● **Exercise requirements**:
Output every line of the entries below as a numbered list, leaving out any blank lines.

-- Start Records for this task --

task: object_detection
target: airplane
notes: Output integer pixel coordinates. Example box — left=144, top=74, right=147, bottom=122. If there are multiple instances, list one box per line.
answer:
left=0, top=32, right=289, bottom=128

-- End Records for this task --

● **Result for this task**:
1. task: object_detection
2. target: airplane
3. notes: Output integer pixel coordinates. Example box — left=144, top=74, right=147, bottom=122. If there are multiple instances, list one box per line.
4. answer:
5. left=0, top=32, right=289, bottom=128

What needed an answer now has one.